QUESTÃO PROPOSTA:
Segundo o trecho, em qual obra de Hegel Lacan apreendeu principalmente os seus conceitos?

TRECHO:
_ _ _ _ _
Muitos foram os conceitos apreendidos por Lacan na obra de
Hegel, principalmente na Fenomenologia do espírito. Faremos aqui algumas
anotações, no que diz respeito à relação sujeito-objeto, do que muito se ocupou
Lacan. Como Hegel é contemporâneo de Kant e em certo sentido há que passar pela
Crítica da Razão Pura, há que afirmar que a razão ocupa de si e dos objetos.
Isso não há dúvida, tão pouco sua dialética. Sua dialética é o movimento que
inspira o caminho da razão pela apropriação de um saber sobre si que desvela
não só a si, mas o próprio caminho. Os contrários que compõe o movimento
depara-se todo o tempo com inúmeras vicissitudes entre as certezas do sujeito e
a verdade do objeto, que pertencem à história deste. No sentido de causalidade
o sujeito é um fenômeno para si próprio ao tempo em que busca um saber sobre si
e sobre os objetos ao longo de suas experiências. Se a vida é revelada enquanto
verdade pela natureza, o destino do homem é decifrar seu próprio enigma no
bioma que é ele. Escutando a natureza ele encontra pela razão significados para
a aparência da sem-razão dos conflitos de sua existência. Só então surge a
certeza da consciência-de-si.
Mas não é possível a consciência-de-si sem a “consciência do outro”, que é “consciência-de-si, ser-refletido em si, consciência
de si mesmo no seu ser outro”.
_ _ _ _ _
DADOS APRESENTADOS:

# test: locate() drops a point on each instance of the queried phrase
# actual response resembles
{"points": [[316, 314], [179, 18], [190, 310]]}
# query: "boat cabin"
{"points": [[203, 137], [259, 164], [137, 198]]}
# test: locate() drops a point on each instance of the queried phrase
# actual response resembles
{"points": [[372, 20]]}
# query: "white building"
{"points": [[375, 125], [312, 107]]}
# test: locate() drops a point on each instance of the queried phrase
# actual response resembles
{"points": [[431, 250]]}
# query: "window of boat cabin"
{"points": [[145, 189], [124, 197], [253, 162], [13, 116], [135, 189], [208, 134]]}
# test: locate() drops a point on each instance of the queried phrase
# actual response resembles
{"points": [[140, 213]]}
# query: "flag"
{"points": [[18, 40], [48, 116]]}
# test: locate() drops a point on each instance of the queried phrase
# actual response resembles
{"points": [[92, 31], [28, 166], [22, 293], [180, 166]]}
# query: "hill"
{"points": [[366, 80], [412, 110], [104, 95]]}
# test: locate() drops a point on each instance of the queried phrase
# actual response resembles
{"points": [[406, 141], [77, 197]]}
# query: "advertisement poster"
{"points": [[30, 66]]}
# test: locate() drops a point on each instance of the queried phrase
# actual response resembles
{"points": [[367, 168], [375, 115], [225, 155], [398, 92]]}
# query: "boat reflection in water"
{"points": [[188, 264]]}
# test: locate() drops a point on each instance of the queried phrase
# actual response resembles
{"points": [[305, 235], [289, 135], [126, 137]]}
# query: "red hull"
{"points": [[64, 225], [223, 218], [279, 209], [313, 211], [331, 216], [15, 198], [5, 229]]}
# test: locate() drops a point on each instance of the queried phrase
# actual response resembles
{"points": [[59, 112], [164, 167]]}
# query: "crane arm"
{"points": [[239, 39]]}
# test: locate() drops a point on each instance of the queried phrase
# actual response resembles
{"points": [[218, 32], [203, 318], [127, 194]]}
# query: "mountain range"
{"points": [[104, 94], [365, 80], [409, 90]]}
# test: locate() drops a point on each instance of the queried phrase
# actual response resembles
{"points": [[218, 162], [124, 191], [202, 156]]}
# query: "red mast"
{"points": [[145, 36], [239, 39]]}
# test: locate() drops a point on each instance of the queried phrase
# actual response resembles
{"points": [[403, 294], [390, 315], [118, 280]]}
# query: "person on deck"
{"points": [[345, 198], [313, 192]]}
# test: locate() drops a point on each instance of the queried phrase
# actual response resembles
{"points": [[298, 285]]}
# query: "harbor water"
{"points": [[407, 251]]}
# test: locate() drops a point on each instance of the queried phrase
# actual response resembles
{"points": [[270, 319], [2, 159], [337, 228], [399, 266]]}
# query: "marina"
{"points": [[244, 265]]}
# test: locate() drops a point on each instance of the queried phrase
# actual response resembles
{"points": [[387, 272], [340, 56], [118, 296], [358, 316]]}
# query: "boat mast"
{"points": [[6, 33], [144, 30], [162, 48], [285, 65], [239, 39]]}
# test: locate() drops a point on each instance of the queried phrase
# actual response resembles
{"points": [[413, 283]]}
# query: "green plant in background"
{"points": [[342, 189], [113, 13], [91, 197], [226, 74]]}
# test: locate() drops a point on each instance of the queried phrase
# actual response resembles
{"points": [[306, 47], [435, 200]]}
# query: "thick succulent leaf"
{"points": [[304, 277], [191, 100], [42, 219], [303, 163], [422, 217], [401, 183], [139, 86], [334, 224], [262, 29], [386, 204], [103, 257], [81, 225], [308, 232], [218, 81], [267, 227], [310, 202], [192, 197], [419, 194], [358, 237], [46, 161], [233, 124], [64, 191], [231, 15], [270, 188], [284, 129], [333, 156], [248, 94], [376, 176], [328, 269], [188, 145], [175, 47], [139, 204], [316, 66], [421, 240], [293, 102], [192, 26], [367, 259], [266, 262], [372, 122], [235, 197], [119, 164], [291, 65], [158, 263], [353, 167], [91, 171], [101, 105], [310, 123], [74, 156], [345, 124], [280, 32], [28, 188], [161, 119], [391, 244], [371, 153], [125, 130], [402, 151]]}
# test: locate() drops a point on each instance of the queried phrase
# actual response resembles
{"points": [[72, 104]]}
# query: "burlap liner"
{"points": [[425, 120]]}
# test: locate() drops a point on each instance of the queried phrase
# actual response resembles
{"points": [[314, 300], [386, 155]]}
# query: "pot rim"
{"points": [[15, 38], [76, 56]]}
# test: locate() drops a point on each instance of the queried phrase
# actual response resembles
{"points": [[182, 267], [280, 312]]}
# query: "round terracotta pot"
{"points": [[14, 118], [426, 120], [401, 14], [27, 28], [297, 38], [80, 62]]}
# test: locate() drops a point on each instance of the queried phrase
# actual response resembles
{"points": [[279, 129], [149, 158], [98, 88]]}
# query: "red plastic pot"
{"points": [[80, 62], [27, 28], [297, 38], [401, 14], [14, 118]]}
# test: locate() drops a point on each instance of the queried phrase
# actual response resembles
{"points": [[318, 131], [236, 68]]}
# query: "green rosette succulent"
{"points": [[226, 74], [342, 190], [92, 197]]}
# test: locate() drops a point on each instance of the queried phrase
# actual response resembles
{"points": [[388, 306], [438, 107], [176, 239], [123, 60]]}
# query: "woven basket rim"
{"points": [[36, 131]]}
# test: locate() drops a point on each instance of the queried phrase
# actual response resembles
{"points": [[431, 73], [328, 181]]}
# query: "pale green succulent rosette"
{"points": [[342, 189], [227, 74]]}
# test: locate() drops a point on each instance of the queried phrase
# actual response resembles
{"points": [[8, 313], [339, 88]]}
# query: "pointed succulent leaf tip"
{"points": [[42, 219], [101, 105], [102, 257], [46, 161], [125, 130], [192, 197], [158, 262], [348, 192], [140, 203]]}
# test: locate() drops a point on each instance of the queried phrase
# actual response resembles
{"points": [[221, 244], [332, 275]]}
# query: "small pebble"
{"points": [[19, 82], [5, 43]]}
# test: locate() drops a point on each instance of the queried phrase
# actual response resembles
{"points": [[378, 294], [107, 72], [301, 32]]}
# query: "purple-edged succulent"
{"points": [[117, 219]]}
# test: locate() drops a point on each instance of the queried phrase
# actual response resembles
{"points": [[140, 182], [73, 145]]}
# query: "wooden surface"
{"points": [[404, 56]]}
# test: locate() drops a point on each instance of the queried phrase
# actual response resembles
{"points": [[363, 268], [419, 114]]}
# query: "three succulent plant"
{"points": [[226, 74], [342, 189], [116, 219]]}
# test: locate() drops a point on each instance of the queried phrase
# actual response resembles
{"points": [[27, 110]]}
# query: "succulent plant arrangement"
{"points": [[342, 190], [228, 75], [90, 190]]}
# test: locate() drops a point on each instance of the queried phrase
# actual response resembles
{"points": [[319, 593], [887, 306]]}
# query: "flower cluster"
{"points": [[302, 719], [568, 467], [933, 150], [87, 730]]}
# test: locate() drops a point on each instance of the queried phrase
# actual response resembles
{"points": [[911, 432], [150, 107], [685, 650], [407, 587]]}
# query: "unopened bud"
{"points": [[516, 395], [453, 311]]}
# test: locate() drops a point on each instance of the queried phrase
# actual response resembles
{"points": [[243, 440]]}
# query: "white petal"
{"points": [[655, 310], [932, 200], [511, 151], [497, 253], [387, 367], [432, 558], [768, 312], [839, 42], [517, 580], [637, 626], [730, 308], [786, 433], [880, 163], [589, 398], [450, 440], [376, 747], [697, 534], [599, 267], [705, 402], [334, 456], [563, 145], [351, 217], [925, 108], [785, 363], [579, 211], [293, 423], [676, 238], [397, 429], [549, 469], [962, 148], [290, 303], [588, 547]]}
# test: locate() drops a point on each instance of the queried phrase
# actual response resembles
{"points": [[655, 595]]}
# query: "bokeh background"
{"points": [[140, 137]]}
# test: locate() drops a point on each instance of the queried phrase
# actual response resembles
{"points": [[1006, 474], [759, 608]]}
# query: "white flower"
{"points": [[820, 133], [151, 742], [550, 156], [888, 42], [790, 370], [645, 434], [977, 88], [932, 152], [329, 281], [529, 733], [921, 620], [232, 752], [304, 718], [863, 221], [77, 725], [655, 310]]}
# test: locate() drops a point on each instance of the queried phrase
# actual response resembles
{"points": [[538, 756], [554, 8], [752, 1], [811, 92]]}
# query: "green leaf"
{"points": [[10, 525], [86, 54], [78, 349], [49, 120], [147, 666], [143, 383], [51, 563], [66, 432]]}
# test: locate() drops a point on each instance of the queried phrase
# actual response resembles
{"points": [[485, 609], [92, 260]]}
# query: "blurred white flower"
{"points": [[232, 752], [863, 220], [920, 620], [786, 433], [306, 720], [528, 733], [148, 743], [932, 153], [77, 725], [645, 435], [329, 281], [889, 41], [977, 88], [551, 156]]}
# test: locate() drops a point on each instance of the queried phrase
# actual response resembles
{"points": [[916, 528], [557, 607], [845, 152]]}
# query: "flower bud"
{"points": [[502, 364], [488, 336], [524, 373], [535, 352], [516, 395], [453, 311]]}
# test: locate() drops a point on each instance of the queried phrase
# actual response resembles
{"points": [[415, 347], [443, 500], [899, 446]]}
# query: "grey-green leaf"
_ _ _ _ _
RESPOSTA À TAREFA:
Na Fenomenologia do espírito.